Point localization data
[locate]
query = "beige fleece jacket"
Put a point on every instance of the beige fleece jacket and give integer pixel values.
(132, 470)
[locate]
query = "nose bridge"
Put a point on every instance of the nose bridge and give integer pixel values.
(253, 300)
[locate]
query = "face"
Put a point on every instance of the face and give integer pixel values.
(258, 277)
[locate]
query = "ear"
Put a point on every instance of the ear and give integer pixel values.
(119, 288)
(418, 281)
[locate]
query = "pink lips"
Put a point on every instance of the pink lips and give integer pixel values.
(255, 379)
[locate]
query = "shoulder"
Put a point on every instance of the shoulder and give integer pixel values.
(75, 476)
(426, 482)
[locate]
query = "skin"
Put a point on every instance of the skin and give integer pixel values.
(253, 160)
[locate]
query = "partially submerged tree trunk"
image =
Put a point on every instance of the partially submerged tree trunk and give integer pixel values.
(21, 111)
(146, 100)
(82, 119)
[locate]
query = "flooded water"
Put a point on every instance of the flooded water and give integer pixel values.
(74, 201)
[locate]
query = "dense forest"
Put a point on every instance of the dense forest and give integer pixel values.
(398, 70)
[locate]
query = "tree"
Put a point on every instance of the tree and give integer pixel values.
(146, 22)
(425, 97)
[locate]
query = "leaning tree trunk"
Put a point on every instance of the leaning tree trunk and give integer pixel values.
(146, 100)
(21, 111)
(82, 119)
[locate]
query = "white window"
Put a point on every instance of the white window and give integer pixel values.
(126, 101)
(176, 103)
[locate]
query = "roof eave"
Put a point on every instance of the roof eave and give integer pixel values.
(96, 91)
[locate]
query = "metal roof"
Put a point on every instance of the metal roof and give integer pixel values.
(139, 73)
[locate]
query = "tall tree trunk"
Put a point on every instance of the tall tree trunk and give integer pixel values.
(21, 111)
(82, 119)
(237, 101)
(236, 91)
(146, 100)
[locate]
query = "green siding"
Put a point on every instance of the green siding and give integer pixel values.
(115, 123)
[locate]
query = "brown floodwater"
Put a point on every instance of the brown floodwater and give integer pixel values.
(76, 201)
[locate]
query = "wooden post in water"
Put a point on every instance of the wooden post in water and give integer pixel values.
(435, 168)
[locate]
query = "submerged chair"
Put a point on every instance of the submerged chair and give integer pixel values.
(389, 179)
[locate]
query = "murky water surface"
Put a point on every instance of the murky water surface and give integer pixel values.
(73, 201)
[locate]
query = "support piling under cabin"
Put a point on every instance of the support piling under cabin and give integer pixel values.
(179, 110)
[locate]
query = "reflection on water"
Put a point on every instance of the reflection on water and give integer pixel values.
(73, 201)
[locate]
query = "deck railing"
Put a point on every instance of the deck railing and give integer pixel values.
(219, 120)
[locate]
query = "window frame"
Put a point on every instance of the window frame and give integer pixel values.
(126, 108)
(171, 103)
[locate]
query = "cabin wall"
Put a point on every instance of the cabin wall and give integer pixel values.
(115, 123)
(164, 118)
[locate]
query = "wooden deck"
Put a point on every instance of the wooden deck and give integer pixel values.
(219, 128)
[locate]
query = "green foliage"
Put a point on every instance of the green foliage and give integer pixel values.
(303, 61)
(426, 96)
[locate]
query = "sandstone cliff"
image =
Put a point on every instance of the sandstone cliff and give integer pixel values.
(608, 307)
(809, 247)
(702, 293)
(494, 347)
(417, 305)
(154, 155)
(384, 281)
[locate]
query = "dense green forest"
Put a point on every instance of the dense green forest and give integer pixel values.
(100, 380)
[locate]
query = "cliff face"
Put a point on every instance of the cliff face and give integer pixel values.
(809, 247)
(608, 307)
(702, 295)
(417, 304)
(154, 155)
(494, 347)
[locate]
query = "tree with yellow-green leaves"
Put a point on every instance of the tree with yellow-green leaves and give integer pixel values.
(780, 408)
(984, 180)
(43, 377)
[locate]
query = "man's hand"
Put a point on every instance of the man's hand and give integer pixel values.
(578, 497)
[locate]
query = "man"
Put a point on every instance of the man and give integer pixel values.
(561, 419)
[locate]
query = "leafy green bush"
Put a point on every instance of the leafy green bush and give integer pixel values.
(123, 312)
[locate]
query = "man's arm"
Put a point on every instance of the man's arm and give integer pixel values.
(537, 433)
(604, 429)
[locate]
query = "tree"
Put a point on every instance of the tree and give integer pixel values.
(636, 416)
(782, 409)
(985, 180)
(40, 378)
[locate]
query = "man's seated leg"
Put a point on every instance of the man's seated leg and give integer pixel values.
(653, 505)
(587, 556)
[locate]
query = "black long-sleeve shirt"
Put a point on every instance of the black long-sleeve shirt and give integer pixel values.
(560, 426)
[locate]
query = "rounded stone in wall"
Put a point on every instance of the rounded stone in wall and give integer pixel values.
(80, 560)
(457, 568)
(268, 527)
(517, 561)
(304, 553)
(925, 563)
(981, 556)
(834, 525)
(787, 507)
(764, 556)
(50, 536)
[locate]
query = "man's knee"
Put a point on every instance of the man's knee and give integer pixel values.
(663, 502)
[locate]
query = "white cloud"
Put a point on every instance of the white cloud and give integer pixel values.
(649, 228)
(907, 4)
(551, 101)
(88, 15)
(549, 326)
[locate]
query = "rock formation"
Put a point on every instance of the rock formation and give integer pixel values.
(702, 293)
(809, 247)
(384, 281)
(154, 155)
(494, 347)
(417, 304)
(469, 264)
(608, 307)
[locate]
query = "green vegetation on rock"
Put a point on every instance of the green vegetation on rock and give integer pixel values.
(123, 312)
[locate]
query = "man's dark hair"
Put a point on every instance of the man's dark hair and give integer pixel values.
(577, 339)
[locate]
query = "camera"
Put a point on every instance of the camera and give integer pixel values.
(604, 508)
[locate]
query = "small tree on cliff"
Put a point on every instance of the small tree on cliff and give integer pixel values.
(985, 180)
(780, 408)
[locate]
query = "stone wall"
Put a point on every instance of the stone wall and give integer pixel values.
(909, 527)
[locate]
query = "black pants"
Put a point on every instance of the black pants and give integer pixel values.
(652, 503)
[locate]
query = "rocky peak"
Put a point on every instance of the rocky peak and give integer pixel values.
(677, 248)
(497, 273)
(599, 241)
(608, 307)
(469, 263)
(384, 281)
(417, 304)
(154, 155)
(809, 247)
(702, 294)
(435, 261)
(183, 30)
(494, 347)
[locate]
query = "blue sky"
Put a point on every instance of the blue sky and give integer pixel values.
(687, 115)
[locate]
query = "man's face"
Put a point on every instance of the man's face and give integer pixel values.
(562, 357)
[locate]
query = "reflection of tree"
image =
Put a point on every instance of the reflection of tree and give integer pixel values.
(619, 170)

### Task goal
Print the records above again, every one, exactly as written.

### Result
[locate]
query = "beige fleece jacket"
Put a point on every instance of the beige fleece jacket and give integer pixel values.
(132, 470)
[locate]
query = "nose bridge"
Put a point on every instance of the nose bridge and give integer pixel values.
(253, 300)
[locate]
query = "face"
Put a point on every instance of the face and give integer pixel values.
(258, 277)
[locate]
query = "ear"
Put a point on every instance of the ear and give integer pixel values.
(119, 288)
(418, 281)
[locate]
query = "pink lips"
Put a point on every instance of the pink lips and give integer pixel values.
(255, 379)
[locate]
query = "shoulder"
Put a point on every instance of the shoulder and give integer pixel values.
(75, 476)
(426, 482)
[locate]
query = "skin"
Put a point on every instance of the skin and give integer pixel values.
(253, 160)
[locate]
query = "partially submerged tree trunk"
image =
Put a point on every instance of the partially submerged tree trunk and give integer pixel values.
(21, 111)
(146, 100)
(82, 119)
[locate]
query = "flooded water"
Put a point on every instance of the flooded water and give integer pixel values.
(74, 201)
[locate]
query = "dense forest"
Put a point on every instance of the dense forest and give integer pixel values.
(398, 70)
[locate]
query = "tree"
Put a point on every instance of the tree and give integer pixel values.
(146, 22)
(425, 97)
[locate]
query = "leaning tree trunk"
Put a point on every instance of the leaning tree trunk and give integer pixel values.
(146, 100)
(21, 111)
(82, 119)
[locate]
query = "white window"
Put a point on every instance of the white window and give integer pixel values.
(126, 101)
(176, 103)
[locate]
query = "roof eave"
Put a point on every instance of the roof eave and give integer pixel values.
(96, 91)
[locate]
query = "metal roof"
Put a point on every instance of the metal roof and give integer pixel values.
(139, 73)
[locate]
query = "tall tree trunk"
Put a point on every instance of the tall tree trunk and give integer pixel values.
(21, 111)
(82, 119)
(237, 101)
(236, 91)
(146, 100)
[locate]
query = "green siding"
Put a point on every instance of the green siding and give integer pixel values.
(115, 123)
[locate]
query = "brown floodwater"
Put a point on every instance of the brown floodwater and give integer pixel values.
(76, 201)
[locate]
query = "wooden post in water"
Put a point on every instance of the wooden post in water and give integer pixel values.
(435, 168)
[locate]
query = "submerged chair"
Put a point on every instance of the submerged chair and give integer pixel values.
(389, 179)
[locate]
query = "murky water surface"
Put a point on every instance of the murky water surface and give integer pixel values.
(73, 201)
[locate]
query = "support piling under cabin"
Put a point on every instance of the support piling under cabin and give integer pixel values.
(179, 110)
[locate]
query = "reflection on water"
Put a point on every instance of the reflection on water and give integer pixel values.
(73, 201)
[locate]
query = "deck railing"
Put a point on every instance of the deck railing and give integer pixel values.
(219, 120)
[locate]
query = "window frame"
Put a point on every instance of the window frame and give integer pixel values.
(126, 108)
(171, 103)
[locate]
query = "cabin wall"
Put a point on every instance of the cabin wall and give integer pixel values.
(115, 123)
(164, 118)
[locate]
query = "wooden deck"
Put a point on every instance of the wooden deck and give integer pixel values.
(219, 128)
[locate]
query = "green foliage"
Put a point on every instance of the green foliage and give integer pixel values.
(303, 61)
(426, 96)
[locate]
query = "sandstone cliff"
image =
Put a point on every instance of the sandstone cliff and give integer pixel values.
(608, 307)
(809, 247)
(702, 293)
(494, 347)
(417, 305)
(154, 155)
(384, 281)
[locate]
query = "dense green forest"
Put a point on every instance of the dense green forest and give integer pixel values.
(100, 380)
[locate]
query = "cliff face"
Put a point on every instance of the cliff face and give integer pixel values.
(809, 247)
(608, 307)
(702, 295)
(417, 304)
(154, 155)
(494, 347)
[locate]
query = "tree with yellow-green leaves"
Put a point on every instance of the tree with yellow-green leaves and give integer pixel values.
(780, 408)
(984, 180)
(43, 377)
[locate]
query = "man's hand"
Put a point on every instance of the man's hand and give integer pixel values.
(578, 497)
[locate]
query = "man"
Put a point on every instance of the man and give integer pixel values.
(561, 419)
[locate]
query = "leafy green bush"
Put a point on every instance of the leafy green bush and give integer pixel values.
(123, 312)
[locate]
query = "man's arm"
Put a point on every instance of the man's arm and give integer pixel values.
(537, 433)
(604, 429)
[locate]
query = "tree"
Put a point on every instance of the tree and give integer pixel values.
(636, 416)
(782, 409)
(985, 180)
(40, 378)
[locate]
query = "man's seated leg"
Put a point on every instance of the man's seated leg and give integer pixel values.
(653, 505)
(587, 556)
[locate]
query = "black long-sleeve shirt"
Put a point on every instance of the black long-sleeve shirt and give integer pixel values.
(560, 426)
[locate]
query = "rounded stone in wall"
Put a point on every instance of the rounded stone in wall and give integer pixel values.
(80, 560)
(457, 568)
(268, 527)
(517, 561)
(304, 553)
(925, 563)
(981, 556)
(834, 525)
(787, 507)
(764, 556)
(50, 536)
[locate]
query = "man's knee"
Put a point on every instance of the man's knee and give integer pixel values.
(663, 502)
[locate]
query = "white cloud"
Put a point on every instance of the white cloud and give integer pixel values.
(649, 228)
(907, 4)
(551, 101)
(88, 15)
(549, 326)
[locate]
query = "rock formation"
Put a point on every instance of the rock formation and give integer pixel values.
(702, 293)
(809, 247)
(384, 281)
(154, 155)
(494, 347)
(417, 304)
(469, 264)
(608, 307)
[locate]
query = "green vegetation on rock"
Put a point on every instance of the green vegetation on rock and give integer pixel values.
(123, 312)
[locate]
query = "man's dark hair"
Put a point on every instance of the man's dark hair and give integer pixel values.
(577, 339)
[locate]
query = "camera"
Put a point on every instance of the camera and give integer pixel values.
(604, 508)
[locate]
query = "small tree on cliff"
Put a point on every instance of the small tree on cliff and give integer pixel values.
(985, 180)
(780, 408)
[locate]
query = "stone wall"
Put a point on every instance of the stone wall and give integer pixel values.
(909, 527)
[locate]
query = "black pants"
Put a point on every instance of the black pants and give integer pixel values.
(652, 503)
[locate]
query = "rocky peak"
Put a point on every instance of the rocky peak and give integer pixel values.
(677, 248)
(497, 273)
(599, 241)
(608, 307)
(469, 263)
(384, 281)
(417, 304)
(154, 155)
(809, 247)
(702, 294)
(435, 261)
(183, 30)
(494, 347)
[locate]
query = "blue sky"
Put a point on every instance of the blue sky and give integer pixel values.
(687, 115)
[locate]
query = "man's face"
Put a point on every instance of the man's face and give integer pixel values.
(562, 357)
[locate]
query = "reflection of tree"
image =
Put a point on every instance of the reflection of tree and give integer pixel values.
(619, 170)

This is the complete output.